_Exercise input_
=-=-=-=-=

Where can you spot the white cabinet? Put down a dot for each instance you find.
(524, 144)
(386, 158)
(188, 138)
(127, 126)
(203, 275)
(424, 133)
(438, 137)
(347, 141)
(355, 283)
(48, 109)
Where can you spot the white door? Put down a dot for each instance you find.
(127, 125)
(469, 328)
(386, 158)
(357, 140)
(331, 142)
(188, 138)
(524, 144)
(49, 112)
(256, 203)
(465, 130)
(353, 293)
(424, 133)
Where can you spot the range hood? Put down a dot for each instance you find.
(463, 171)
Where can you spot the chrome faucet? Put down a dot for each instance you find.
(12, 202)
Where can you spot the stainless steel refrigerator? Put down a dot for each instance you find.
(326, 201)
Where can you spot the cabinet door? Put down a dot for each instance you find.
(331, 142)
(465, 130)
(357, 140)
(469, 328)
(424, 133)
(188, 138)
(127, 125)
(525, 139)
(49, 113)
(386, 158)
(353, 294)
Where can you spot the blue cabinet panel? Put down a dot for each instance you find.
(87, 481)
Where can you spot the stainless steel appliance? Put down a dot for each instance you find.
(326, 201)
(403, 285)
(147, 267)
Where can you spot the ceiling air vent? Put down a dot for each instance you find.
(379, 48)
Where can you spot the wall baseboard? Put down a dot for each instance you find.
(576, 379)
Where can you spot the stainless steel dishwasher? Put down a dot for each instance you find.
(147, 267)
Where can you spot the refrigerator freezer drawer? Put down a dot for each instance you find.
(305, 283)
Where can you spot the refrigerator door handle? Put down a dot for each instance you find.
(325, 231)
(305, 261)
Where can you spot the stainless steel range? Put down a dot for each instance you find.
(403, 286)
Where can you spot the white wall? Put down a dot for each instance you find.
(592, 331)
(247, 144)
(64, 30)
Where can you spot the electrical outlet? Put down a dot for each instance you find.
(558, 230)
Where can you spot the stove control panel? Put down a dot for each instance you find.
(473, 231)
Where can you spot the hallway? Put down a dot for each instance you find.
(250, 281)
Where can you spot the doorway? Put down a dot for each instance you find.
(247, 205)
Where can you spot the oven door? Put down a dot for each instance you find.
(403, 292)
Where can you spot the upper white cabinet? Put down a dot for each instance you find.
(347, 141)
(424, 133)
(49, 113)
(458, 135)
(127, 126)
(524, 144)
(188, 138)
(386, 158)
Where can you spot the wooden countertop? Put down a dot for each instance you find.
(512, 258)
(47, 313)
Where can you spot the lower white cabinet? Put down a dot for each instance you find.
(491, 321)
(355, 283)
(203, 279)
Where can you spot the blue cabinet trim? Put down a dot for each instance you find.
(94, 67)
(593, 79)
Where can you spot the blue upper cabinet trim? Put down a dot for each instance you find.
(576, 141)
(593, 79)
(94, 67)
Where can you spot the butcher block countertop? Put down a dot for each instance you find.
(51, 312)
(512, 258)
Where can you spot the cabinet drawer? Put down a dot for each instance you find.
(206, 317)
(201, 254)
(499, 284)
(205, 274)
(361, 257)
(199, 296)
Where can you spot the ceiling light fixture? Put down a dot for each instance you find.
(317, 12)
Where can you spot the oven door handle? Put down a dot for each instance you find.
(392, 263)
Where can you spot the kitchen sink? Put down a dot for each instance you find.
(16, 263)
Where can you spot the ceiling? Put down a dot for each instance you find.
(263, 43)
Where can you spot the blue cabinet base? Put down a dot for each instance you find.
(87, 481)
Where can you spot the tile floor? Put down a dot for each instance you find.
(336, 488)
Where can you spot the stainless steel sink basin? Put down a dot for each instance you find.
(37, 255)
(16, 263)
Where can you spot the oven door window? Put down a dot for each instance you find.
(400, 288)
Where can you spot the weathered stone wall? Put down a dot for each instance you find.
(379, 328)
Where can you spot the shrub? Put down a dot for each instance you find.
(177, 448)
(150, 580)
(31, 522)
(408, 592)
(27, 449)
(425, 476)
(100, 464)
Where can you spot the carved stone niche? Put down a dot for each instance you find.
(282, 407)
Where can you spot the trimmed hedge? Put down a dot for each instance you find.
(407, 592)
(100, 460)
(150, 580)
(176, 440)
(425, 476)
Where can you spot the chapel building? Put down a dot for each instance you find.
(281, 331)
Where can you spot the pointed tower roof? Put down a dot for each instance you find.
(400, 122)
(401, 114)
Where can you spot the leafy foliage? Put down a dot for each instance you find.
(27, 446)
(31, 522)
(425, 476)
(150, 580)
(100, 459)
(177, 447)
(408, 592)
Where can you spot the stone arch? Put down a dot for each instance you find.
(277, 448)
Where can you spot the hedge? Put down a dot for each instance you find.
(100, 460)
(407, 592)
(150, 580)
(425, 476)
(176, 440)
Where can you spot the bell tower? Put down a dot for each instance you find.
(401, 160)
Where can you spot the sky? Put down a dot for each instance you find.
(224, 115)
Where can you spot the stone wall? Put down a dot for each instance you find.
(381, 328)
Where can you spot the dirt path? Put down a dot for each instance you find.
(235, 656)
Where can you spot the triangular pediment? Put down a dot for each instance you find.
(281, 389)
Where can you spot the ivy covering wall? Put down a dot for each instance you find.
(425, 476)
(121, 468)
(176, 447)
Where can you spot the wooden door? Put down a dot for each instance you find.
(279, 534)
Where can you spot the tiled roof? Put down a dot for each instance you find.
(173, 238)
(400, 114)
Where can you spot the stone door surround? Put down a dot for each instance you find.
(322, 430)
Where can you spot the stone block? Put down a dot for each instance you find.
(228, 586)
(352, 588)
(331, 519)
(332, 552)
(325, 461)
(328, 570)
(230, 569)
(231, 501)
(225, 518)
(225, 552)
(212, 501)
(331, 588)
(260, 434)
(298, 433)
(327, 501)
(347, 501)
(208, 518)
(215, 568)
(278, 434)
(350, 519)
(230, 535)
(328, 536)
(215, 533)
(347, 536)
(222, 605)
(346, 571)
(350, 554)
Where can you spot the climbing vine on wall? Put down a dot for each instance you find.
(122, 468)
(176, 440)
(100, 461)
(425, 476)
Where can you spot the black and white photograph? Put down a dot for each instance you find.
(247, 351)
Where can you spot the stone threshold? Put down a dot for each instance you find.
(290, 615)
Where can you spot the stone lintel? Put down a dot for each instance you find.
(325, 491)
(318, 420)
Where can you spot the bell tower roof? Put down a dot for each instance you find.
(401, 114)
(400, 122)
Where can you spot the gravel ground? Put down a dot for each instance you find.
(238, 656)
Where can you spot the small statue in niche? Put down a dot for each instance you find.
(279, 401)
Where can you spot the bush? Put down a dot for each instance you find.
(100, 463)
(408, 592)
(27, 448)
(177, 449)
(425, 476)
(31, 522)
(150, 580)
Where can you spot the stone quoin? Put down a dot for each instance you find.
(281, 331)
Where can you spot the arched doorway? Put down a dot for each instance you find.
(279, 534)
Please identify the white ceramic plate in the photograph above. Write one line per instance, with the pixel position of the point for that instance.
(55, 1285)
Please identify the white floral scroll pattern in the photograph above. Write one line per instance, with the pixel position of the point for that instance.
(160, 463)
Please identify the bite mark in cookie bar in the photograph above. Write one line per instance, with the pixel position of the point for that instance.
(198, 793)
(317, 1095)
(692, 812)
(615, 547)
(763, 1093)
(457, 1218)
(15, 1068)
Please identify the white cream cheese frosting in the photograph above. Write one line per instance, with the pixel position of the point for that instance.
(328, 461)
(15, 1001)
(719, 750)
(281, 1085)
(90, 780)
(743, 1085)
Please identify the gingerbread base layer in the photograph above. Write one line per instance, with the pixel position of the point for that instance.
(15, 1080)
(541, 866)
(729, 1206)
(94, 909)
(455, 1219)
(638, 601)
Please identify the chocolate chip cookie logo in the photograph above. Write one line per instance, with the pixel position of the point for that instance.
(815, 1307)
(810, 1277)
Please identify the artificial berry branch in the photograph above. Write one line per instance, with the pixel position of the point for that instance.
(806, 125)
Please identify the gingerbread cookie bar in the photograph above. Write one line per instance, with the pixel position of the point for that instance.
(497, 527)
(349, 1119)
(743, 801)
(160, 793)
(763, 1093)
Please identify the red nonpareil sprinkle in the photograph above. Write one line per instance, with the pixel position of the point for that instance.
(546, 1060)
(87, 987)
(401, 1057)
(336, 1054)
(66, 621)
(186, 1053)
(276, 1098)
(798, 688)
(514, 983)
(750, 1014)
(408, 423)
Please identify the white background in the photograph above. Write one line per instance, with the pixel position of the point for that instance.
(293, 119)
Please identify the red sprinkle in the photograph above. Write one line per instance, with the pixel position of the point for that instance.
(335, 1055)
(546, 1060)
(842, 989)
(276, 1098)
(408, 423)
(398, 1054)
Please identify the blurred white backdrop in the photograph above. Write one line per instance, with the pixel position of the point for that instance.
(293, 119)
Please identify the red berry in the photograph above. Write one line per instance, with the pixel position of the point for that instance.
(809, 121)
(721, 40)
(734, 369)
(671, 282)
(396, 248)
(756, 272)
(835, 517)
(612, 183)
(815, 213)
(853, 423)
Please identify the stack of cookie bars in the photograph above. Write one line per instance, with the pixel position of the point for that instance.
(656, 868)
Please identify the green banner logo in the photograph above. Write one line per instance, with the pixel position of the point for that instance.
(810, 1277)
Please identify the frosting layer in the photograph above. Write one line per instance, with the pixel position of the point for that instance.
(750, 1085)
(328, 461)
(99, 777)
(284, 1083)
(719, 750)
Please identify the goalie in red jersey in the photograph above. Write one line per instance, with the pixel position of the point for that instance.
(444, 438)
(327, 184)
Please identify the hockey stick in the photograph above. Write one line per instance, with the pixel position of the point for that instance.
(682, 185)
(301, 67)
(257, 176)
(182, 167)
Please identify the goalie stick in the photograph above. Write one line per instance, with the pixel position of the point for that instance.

=-=-=-=-=

Repeat exactly, and only, the lines from the line with "Please identify the goalie in" through the end of the listing above, both ends included.

Please identify the goalie in red jersey in the photograph above. Write one line per instance, with the pixel position of the point for that instance.
(444, 438)
(327, 184)
Please identify the hockey stick in the photograph above. Write one line per instance, with the pixel position of the point for that instance.
(682, 185)
(301, 67)
(257, 176)
(182, 167)
Please identify the goalie stick in the photograph above. Write one line per instance, with the pixel position of the point for that instance.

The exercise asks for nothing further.